Reproduce every line of the items below without changing a single character.

####

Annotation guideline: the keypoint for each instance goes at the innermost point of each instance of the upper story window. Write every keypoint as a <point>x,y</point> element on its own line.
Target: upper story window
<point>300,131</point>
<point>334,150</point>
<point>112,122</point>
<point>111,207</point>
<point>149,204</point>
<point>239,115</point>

####

Solution to this problem:
Annotation guideline: the keypoint for each instance goes at the innermost point of each instance of the upper story window. Write every keypoint as a <point>x,y</point> element on its own line.
Target: upper story window
<point>300,131</point>
<point>334,150</point>
<point>112,122</point>
<point>111,207</point>
<point>149,204</point>
<point>239,115</point>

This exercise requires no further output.